_Énoncé 1_
Pouvez-vous réécrire sous forme de liste le paragraphe du document qui commence par « (A) c'est une photographie de groupe », en gardant ses faits principaux ?
──────── Document
(A) c’est une photographie de groupe. Tu te trouves au dernier rang comme sont les grands : « W. mais il a une tête en trop »dira cinquante-cinq ans plus tard ce médecin Polonais (1) dans le documentaire. (2) Cette photographie je l’ai toujours connue, elle dépassait (3) de la poche intérieure de la mallette (4) que tu trimbalais avec toi dans les studios de cinéma ; et quand tu changeais de mallette, parce que le temps use les choses, l’image survivait. Un jour j’ai su que tu étais sur la photo. Je l’ai su; j’ai oublié comment. (m’aurais tu demandé de te retrouver dans l’image comme on le fait montrant à son enfant une de ses vielles photos de classe (5) , tu ne demandais jamais rien mais tu adorais les mauvaises blagues (6) ). C’est une photo pleine de têtes dont la tienne au dernier rang : têtes, crânes (7), ce sont les mots je crois. Une trentaine visibles. Ceux des premiers rangs ont des bustes et un début de jambes, ils portent des vêtements, certains rayés (8), d’autres unis et sombres : trop grands. Deux portent une écharpe. Tu es derrière une haie d’autres semblables un peu comme des ombres; je ne vois que ta tête et le début d’un col; tu ne portes pas d’écharpes autour du cou; tu ne portes jamais d’écharpe, ni de gants, jamais de manteau. À presque quatre-vingt quatre ans tu attraperas la mort dans un funérarium. Je t’avais dit de te couvrir pour l’enterrement de M. Au père Lachaise ce 18 février on grelottait. Tes pommettes avaient bleui. Tu n’as jamais voulu te couvrir : tenir tête à la camarde tu savais faire (« qu’elle ose regarder mon nez, cette Camarde (9) ! Il lève son épée. Que dites … je me bats ! je me bats ! [Il fait des moulinets immenses et s’arrête …) – tu n’as jamais beaucoup lu, lui tu aurais pu le réciter par cœur. Je cherche ton visage parmi les leurs. Je cherche leurs visages. Vous en trous noirs. Je veux distinguer vos visages (10) . Je veux les arracher, à leur nuit. Lentement j’apprends à vous distinguer. Eux. Toi.
────────────────
_Énoncé 2_
Pouvez-vous extraire chaque ligne des enregistrements qui contient la chaîne « white », en tenant compte de la casse ?
──────── Enregistrements fournis
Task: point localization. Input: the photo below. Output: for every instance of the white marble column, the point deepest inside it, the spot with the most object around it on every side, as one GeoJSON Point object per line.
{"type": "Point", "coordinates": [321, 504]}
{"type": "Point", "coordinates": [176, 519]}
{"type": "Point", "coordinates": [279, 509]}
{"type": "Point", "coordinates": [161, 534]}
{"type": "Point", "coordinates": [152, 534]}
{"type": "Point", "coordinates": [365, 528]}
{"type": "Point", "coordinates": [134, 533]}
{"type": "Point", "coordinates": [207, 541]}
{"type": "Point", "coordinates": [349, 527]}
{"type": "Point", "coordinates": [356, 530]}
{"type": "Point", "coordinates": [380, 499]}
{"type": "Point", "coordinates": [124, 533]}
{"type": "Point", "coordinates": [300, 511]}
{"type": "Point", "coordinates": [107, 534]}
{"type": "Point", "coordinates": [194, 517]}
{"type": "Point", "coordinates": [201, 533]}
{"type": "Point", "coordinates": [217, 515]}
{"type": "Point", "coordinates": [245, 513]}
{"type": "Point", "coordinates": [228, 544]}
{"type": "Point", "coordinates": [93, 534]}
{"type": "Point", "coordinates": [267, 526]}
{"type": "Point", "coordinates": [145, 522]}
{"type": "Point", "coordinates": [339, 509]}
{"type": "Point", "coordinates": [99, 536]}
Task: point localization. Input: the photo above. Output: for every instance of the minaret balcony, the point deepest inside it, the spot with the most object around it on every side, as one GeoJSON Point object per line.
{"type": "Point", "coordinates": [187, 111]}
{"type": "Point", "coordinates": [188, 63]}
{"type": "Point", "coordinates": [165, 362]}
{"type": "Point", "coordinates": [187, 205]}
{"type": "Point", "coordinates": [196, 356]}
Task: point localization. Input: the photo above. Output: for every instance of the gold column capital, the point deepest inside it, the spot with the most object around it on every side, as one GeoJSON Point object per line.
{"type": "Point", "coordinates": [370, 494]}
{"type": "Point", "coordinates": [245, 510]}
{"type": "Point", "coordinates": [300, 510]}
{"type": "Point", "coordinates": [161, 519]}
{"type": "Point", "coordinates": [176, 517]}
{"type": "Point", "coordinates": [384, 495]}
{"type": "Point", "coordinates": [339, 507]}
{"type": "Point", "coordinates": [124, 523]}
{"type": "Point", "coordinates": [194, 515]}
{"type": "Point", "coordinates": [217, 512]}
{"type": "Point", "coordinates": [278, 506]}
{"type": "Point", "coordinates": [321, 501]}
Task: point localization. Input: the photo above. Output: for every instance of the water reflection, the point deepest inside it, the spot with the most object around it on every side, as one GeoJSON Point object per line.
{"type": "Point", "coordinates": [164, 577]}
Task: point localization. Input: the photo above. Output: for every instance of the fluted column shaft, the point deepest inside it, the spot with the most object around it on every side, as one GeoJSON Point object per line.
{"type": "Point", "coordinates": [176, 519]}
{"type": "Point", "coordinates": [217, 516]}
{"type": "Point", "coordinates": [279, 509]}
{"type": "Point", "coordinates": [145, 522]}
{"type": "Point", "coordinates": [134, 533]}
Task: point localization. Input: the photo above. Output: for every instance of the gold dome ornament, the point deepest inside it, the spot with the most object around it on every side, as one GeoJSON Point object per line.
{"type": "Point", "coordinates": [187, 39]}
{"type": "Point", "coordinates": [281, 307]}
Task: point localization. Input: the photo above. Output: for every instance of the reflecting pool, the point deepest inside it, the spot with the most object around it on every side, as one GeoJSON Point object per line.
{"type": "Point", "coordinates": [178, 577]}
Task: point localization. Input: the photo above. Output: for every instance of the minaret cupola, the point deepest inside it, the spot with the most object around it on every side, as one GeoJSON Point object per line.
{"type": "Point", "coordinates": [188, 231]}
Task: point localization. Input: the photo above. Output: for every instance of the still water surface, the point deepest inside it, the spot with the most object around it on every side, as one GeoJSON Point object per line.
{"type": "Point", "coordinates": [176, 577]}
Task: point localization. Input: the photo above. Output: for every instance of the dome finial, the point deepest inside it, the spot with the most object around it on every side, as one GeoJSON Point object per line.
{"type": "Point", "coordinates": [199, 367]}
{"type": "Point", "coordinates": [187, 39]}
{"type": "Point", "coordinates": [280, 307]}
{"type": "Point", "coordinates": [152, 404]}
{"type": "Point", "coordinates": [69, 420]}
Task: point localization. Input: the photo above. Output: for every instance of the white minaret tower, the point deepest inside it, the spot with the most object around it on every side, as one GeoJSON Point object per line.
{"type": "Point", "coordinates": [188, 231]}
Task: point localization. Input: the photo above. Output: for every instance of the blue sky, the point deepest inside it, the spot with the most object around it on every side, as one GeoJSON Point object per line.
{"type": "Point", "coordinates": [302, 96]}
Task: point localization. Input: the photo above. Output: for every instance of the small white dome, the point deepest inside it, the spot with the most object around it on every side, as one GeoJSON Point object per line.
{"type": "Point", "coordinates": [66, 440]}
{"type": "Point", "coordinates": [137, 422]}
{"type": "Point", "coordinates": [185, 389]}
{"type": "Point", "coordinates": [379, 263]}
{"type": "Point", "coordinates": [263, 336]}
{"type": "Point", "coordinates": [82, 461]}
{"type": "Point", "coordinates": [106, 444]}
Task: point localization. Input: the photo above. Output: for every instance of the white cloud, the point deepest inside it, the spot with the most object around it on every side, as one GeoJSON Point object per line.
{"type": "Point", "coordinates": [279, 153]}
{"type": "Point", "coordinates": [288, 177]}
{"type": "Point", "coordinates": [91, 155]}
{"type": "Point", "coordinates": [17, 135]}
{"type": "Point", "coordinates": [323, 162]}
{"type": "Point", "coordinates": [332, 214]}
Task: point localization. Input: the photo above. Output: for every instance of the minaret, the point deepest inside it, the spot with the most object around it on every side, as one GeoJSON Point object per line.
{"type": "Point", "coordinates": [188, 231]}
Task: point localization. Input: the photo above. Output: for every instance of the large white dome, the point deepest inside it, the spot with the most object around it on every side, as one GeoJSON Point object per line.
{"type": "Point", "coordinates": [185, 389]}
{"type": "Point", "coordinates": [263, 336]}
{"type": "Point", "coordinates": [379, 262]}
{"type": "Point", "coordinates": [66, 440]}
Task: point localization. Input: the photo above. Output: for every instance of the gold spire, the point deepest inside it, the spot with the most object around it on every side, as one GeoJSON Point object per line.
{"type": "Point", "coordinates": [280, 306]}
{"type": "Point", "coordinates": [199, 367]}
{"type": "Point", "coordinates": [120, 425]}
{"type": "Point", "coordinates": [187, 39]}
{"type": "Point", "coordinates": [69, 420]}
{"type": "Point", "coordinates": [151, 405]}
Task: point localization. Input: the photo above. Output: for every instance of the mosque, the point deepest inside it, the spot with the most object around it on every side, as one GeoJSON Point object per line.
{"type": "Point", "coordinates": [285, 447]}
────────────────
_Réponse complète 1_
- Il s'agit d'une photographie de groupe. La personne à qui le texte s'adresse se tient au dernier rang, avec les grands.
- Cinquante-cinq ans plus tard, un médecin polonais dira dans un documentaire : « W. mais il a une tête en trop ».
- La voix du texte a toujours connu cette photographie. Elle dépassait de la poche intérieure d'une mallette emportée dans les studios de cinéma, et elle a survécu aux changements de mallette.
- Un jour, la voix a appris que le « tu » figurait sur la photo, mais ne se souvient plus comment.
- La photo compte une trentaine de têtes visibles.
- Aux premiers rangs, on voit des bustes et un début de jambes. Les vêtements sont trop grands, certains rayés, d'autres unis et sombres. Deux personnes portent une écharpe.
- Du « tu », placé derrière une haie d'autres semblables, on ne voit que la tête et le début d'un col, sans écharpe.
- Le « tu » ne portait jamais d'écharpe, de gants ni de manteau.
- À presque quatre-vingt-quatre ans, il attrapera la mort dans un funérarium. C'était lors de l'enterrement de M., au Père-Lachaise, un 18 février glacial, malgré le conseil de se couvrir.
- Il refusait de se couvrir et savait tenir tête à la camarde. Il avait peu lu, mais il aurait pu réciter par cœur le passage cité.
- La voix cherche ce visage et ceux des autres, qui ne sont que des trous noirs. Elle veut les arracher à leur nuit et apprend lentement à les distinguer.

_Réponse complète 2_
Task: point localization. Input: the photo below. Output: for every instance of the white marble column, the point deepest inside it, the spot with the most object around it on every side, as one GeoJSON Point object per line.
Task: point localization. Input: the photo above. Output: for every instance of the white minaret tower, the point deepest inside it, the spot with the most object around it on every side, as one GeoJSON Point object per line.
Task: point localization. Input: the photo above. Output: for every instance of the small white dome, the point deepest inside it, the spot with the most object around it on every side, as one GeoJSON Point object per line.
Task: point localization. Input: the photo above. Output: for every instance of the white cloud, the point deepest inside it, the spot with the most object around it on every side, as one GeoJSON Point object per line.
Task: point localization. Input: the photo above. Output: for every instance of the large white dome, the point deepest inside it, the spot with the most object around it on every side, as one GeoJSON Point object per line.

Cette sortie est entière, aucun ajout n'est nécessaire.